◆ **Erforderliche Schritte**:
1) Gib aus dem Textauszug zur Sintflut den Abschnitt unverändert wieder, der bei den Worten „Für viele Erwachsene“ einsetzt und nach den Worten „Boshaftigkeit schmerzt ihn.“ endet.
2) Setze den Textauszug zur Sintflut im Anschluss an seinen letzten Satz fort.

Für viele Erwachsene steht dagegen eher die Drohkulisse, die Auslöschung von Leben und die Idee einer göttlichen Strafe im Vordergrund. Und tatsächlich setzt die Erzählung mit der Bemerkung ein, dass die Menschen boshaft und all ihre Taten im Herzen böse sind. Auf das Handeln der Menschen reagiert Gott ganz menschlich: Ihre Boshaftigkeit schmerzt ihn.
Geschichten vom Leben
Dann setzt der Regen ein, die große Flut beginnt, und nur Noah, der Gerechte, seine Familie und von jedem Tier ein Paar bleiben am Leben. Doch schon als Gott Noah in seinen Plan einweiht, ist von einem Bund zwischen ihnen die Rede. Noch bevor dem Leben ein Ende gesetzt wird, wird von einem Neuanfang gesprochen. Schaut man schließlich auf das Ende der Erzählung, wird deutlich, worum es wirklich geht. Gott sagt von sich aus: „Ich werde nie mehr alles Leben vernichten.“ Und als sichtbares Zeichen dieser Zusage setzt er seinen Bogen in die Wolken.
Genau deshalb erzählen sich Menschen von der „großen Flut“. Nicht nur in der Bibel, sondern auch in anderen Kulturen des Alten Orients wurden Flut-Geschichten überliefert. So sehr dabei von Verwüstung und Bedrohung gesprochen wird, so sehr sind es Geschichten vom Leben. Die Sintflut-Überlieferung der Bibel läuft nicht auf das Ende des Lebens hinaus, sondern auf das Überleben, auf das Leben, das stärker ist als alle Bedrohung. Wenn Gott am Ende sich selbst dazu verpflichtet, nie wieder alles Leben infrage zu stellen, ist es sein Versprechen, die Schöpfung zu erhalten. Diese Aussage liegt der Sintflut-Erzählung zu Grunde. Die Menschen Israels haben in ihr das Erleben von existentieller Bedrohung verbunden mit dem Glauben an einen Gott, der seiner Schöpfung ein Versprechen gegeben hat.

◆ **Punktmarkierungen für Fotos**:
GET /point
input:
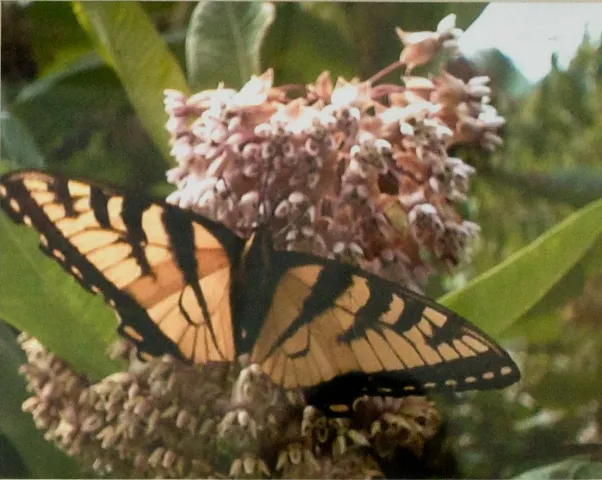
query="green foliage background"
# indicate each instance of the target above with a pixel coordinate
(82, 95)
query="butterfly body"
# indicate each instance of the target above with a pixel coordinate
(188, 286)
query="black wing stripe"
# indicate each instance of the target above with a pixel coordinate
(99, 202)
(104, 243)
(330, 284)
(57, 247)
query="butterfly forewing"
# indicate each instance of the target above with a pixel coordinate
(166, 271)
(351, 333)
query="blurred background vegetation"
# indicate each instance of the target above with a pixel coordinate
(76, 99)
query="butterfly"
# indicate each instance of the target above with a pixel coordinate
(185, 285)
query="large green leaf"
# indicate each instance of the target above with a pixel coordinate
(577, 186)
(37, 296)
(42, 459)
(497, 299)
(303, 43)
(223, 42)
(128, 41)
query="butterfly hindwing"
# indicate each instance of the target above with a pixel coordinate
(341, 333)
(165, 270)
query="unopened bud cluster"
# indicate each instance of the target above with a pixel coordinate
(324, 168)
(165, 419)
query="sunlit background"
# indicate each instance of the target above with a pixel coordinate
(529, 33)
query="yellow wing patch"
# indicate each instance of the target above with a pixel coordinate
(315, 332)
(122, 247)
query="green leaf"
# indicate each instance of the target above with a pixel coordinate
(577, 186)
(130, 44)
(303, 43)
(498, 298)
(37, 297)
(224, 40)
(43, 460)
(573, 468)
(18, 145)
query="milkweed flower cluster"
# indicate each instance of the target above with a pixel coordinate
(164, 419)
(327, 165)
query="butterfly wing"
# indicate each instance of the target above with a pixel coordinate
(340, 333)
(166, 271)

...

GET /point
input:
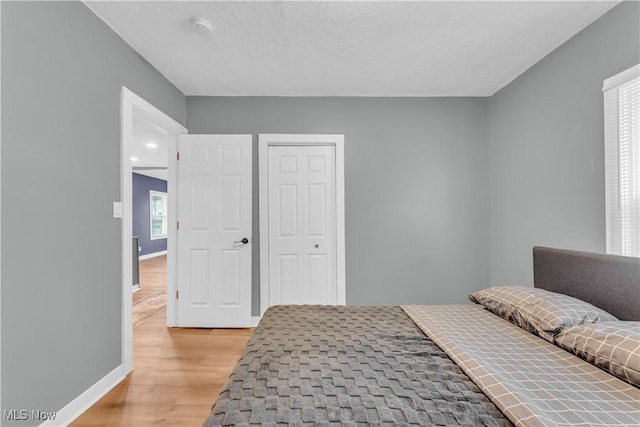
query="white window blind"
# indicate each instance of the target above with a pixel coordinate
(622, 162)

◆ **Lösungen zur Übung**:
1)
Für viele Erwachsene steht dagegen eher die Drohkulisse, die Auslöschung von Leben und die Idee einer göttlichen Strafe im Vordergrund. Und tatsächlich setzt die Erzählung mit der Bemerkung ein, dass die Menschen boshaft und all ihre Taten im Herzen böse sind. Auf das Handeln der Menschen reagiert Gott ganz menschlich: Ihre Boshaftigkeit schmerzt ihn.

2)
Wenn wir uns in diesen Tagen an die biblische Sintflut erinnern, weil die Wassermassen das Leben aus den Fugen geraten lassen und Leben auslöschen, dann ist es gut, sich auch den Rest der Erzählung ins Gedächtnis zu rufen. Obwohl es auf den ersten Blick eine Katastrophengeschichte ist, geht es im Kern um eine Beziehungsaussage. Gott hat den Menschen ein Versprechen gegeben: Er wird seiner Schöpfung nie mehr Gewalt antun.
Mit den tragischen Ereignissen der letzten Woche lässt sich also keine Drohkulisse aufbauen. Die Wassermassen sind keine Warnung biblischen Ausmaßes oder gar Strafe Gottes. Was wir erlebt haben, ist die Folge unseres Handelns, unseres Umgangs mit Gottes Schöpfung. Es sollte uns zum Umdenken bringen, wie wir mit unseren Ressourcen umgehen und wie leichtfertig wir dieses Geschenk aufs Spiel setzen und damit am Ende uns selbst bedrohen.
In einigen Jahrzehnten werden wir uns fragen, was uns von der Flutkatastrophe des Juli 2021 in Erinnerung geblieben ist. Wird man sich dann nur von Zerstörung, Verlust und Panik erzählen oder auch von Solidarität, von Menschen und Gesten, die Hoffnung gebracht haben, und von einem neuen Umgang mit der Welt, in der wir leben?